- **What the task requires**: Where the records below begin, start copying, and stop after the line that contains "shirt --coords pixels"; reproduce every line exactly but omit pictures.

- **Dataset records**:
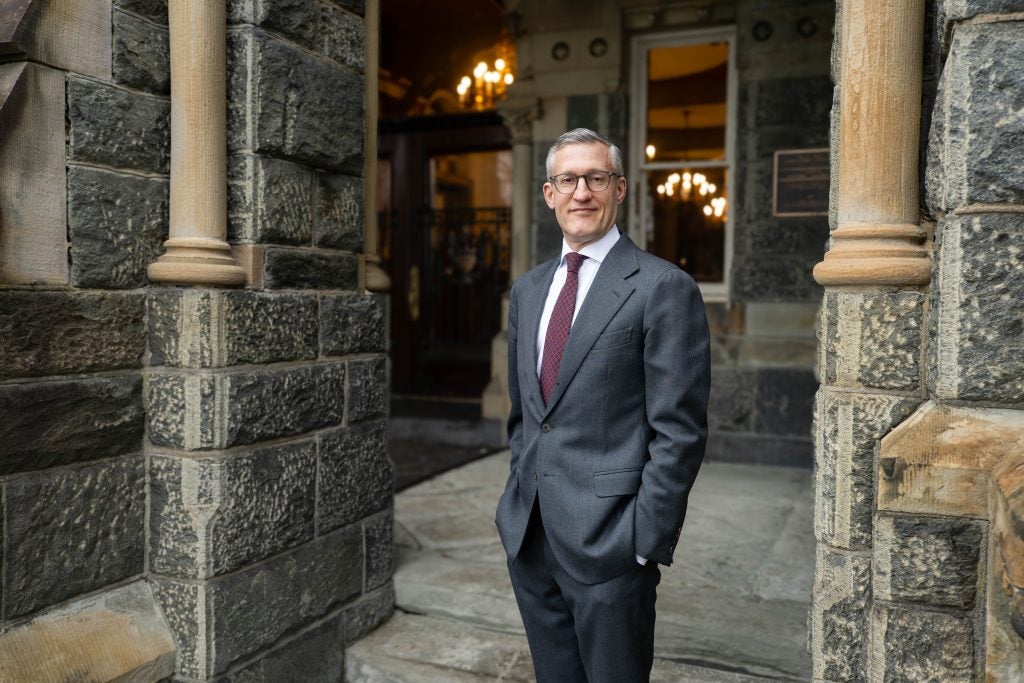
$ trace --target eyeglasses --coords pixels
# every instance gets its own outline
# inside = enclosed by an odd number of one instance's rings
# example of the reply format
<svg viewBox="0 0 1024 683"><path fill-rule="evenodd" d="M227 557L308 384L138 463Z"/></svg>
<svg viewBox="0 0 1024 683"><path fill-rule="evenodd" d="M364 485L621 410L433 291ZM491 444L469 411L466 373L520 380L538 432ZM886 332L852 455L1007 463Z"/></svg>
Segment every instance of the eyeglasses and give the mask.
<svg viewBox="0 0 1024 683"><path fill-rule="evenodd" d="M612 176L622 177L621 173L609 173L607 171L591 171L590 173L579 176L575 173L561 173L556 176L548 178L551 181L551 185L562 194L572 194L579 187L580 178L583 178L583 182L587 184L587 189L591 192L602 192L608 189L608 184L612 180Z"/></svg>

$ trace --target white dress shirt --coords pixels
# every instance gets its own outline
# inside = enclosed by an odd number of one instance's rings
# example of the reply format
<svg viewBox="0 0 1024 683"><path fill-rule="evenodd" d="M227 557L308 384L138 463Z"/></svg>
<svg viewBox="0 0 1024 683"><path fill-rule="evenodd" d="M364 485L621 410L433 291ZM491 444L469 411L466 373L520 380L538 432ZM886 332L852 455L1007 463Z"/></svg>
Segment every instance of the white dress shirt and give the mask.
<svg viewBox="0 0 1024 683"><path fill-rule="evenodd" d="M583 254L587 258L580 264L579 274L579 287L576 290L576 308L572 312L572 322L576 323L576 316L580 314L580 309L583 307L583 300L587 298L587 292L590 291L590 285L594 283L594 278L597 276L597 270L601 267L601 263L608 257L608 252L612 250L615 243L619 241L619 229L618 226L612 226L612 229L604 234L604 237L591 242L582 249L579 253ZM555 277L551 280L551 287L548 289L548 298L544 301L544 312L540 316L540 327L537 329L537 378L540 379L540 369L544 364L544 340L548 336L548 323L551 322L551 313L555 310L555 303L558 301L558 295L562 292L562 287L565 286L565 279L568 276L569 268L565 263L565 255L572 251L572 248L562 240L562 258L558 262L558 268L555 269ZM637 563L641 565L647 564L647 558L636 556Z"/></svg>

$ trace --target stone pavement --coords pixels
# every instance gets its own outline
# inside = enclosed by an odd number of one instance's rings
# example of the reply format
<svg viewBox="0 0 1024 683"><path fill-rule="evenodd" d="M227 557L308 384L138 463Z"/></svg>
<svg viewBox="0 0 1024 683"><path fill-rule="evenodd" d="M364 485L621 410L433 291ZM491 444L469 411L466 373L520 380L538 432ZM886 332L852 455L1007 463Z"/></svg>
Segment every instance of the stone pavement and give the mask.
<svg viewBox="0 0 1024 683"><path fill-rule="evenodd" d="M395 500L398 610L346 655L350 683L532 681L494 528L507 451ZM658 589L655 683L810 679L807 470L706 463Z"/></svg>

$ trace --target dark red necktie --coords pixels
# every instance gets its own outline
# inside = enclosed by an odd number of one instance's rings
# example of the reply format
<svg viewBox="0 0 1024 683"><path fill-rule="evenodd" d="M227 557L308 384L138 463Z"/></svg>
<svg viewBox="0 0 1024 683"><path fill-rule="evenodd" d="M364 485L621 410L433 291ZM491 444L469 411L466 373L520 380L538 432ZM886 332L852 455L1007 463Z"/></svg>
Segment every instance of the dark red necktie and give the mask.
<svg viewBox="0 0 1024 683"><path fill-rule="evenodd" d="M562 291L558 293L555 308L551 311L548 331L544 335L544 361L540 366L540 395L544 405L548 404L551 390L555 388L558 377L558 366L562 363L562 351L569 340L569 328L572 327L572 314L576 310L576 290L580 286L580 264L587 258L583 254L570 251L565 255L567 273Z"/></svg>

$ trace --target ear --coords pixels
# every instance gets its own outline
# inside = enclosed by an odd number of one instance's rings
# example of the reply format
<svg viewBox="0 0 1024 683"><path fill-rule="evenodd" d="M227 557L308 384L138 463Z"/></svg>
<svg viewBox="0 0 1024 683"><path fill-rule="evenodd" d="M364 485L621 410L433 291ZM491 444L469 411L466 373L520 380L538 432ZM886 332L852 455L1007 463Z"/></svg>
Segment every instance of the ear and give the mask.
<svg viewBox="0 0 1024 683"><path fill-rule="evenodd" d="M555 188L551 187L551 183L544 183L544 201L547 202L549 209L555 208Z"/></svg>
<svg viewBox="0 0 1024 683"><path fill-rule="evenodd" d="M622 200L626 198L626 185L629 183L625 178L616 178L615 180L615 203L621 204Z"/></svg>

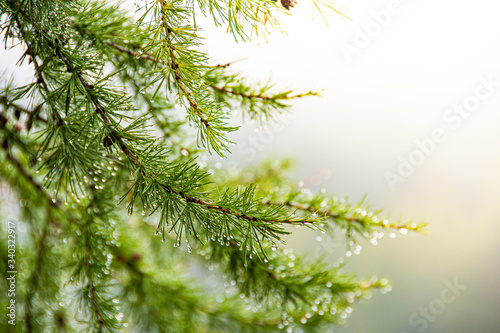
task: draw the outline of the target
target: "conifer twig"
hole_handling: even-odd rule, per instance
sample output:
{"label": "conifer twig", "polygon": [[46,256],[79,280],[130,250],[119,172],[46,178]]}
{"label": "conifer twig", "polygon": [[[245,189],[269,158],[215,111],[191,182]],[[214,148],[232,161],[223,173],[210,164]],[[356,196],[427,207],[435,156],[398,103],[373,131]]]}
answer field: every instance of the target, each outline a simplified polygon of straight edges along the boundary
{"label": "conifer twig", "polygon": [[263,100],[263,101],[270,101],[270,100],[290,100],[290,99],[296,99],[296,98],[302,98],[302,97],[306,97],[306,96],[310,96],[311,94],[310,93],[303,93],[303,94],[295,94],[295,95],[291,95],[291,96],[284,96],[284,97],[275,97],[275,96],[266,96],[266,95],[263,95],[263,94],[260,94],[260,93],[256,93],[256,94],[253,94],[253,93],[249,93],[249,94],[245,94],[243,92],[240,92],[240,91],[235,91],[233,89],[229,89],[225,86],[223,87],[219,87],[215,84],[210,84],[209,85],[210,88],[220,92],[220,93],[223,93],[223,94],[228,94],[228,95],[234,95],[234,96],[239,96],[239,97],[242,97],[242,98],[246,98],[246,99],[260,99],[260,100]]}
{"label": "conifer twig", "polygon": [[153,61],[153,62],[162,62],[160,61],[159,59],[153,57],[152,55],[150,54],[147,54],[147,53],[141,53],[141,52],[137,52],[137,51],[133,51],[133,50],[130,50],[130,49],[127,49],[121,45],[118,45],[116,44],[115,42],[113,41],[110,41],[110,40],[106,40],[104,41],[105,44],[117,49],[118,51],[120,52],[124,52],[124,53],[127,53],[129,55],[131,55],[132,57],[136,58],[136,59],[144,59],[144,60],[150,60],[150,61]]}
{"label": "conifer twig", "polygon": [[[283,206],[284,205],[284,206],[287,206],[287,207],[290,207],[293,209],[307,211],[310,213],[316,213],[320,216],[325,216],[325,217],[329,217],[332,219],[343,219],[343,220],[346,220],[348,222],[364,224],[362,219],[355,217],[355,216],[347,216],[347,215],[332,212],[330,210],[317,209],[317,208],[314,208],[314,207],[309,206],[309,205],[301,205],[301,204],[292,203],[289,201],[284,202],[284,203],[267,201],[267,202],[264,202],[263,204],[264,205],[271,205],[271,206]],[[391,223],[391,224],[380,223],[380,226],[382,226],[384,228],[388,228],[388,229],[410,229],[410,230],[411,229],[418,229],[418,227],[412,228],[411,226],[409,226],[407,224],[397,224],[397,223]]]}
{"label": "conifer twig", "polygon": [[167,18],[165,17],[165,14],[163,13],[163,6],[165,5],[165,0],[161,0],[161,6],[162,6],[162,25],[165,28],[166,31],[166,40],[167,40],[167,45],[168,45],[168,55],[170,57],[170,64],[169,66],[173,69],[174,71],[174,78],[175,81],[177,82],[178,87],[180,88],[182,94],[184,97],[187,99],[189,105],[191,108],[198,114],[198,117],[200,118],[200,121],[205,125],[205,127],[208,129],[210,127],[210,123],[207,121],[207,119],[203,116],[202,110],[200,106],[194,101],[191,92],[187,90],[186,85],[182,81],[181,74],[179,72],[179,64],[177,63],[175,54],[174,54],[174,46],[172,45],[172,28],[170,28]]}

- **Result of the task**:
$ trace --target eyeglasses --coords pixels
# every instance gets its own outline
# inside = enclosed by an odd number of one instance's rings
# example of the reply format
<svg viewBox="0 0 1024 683"><path fill-rule="evenodd" d="M227 557L308 384L138 463Z"/></svg>
<svg viewBox="0 0 1024 683"><path fill-rule="evenodd" d="M364 485L621 410L433 291ZM491 444L469 411L466 373L520 380L538 432ZM886 332L852 455L1007 463Z"/></svg>
Segment every instance of the eyeglasses and give the mask.
<svg viewBox="0 0 1024 683"><path fill-rule="evenodd" d="M612 176L622 177L621 173L609 173L607 171L591 171L590 173L579 176L575 173L561 173L556 176L548 178L551 181L551 185L562 194L572 194L579 187L580 178L583 178L583 182L587 184L587 189L591 192L602 192L608 189L608 184L612 180Z"/></svg>

$ trace --target white dress shirt --coords pixels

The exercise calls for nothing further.